Exercise brief
Transcribe the material below verbatim, preserving each line and every character without alteration.

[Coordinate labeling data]
***

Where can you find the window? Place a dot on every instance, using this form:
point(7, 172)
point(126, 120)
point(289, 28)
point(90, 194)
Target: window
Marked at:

***

Exercise output
Where can you find the window? Place a dot on every instance, using this form:
point(7, 172)
point(126, 120)
point(289, 28)
point(90, 194)
Target: window
Marked at:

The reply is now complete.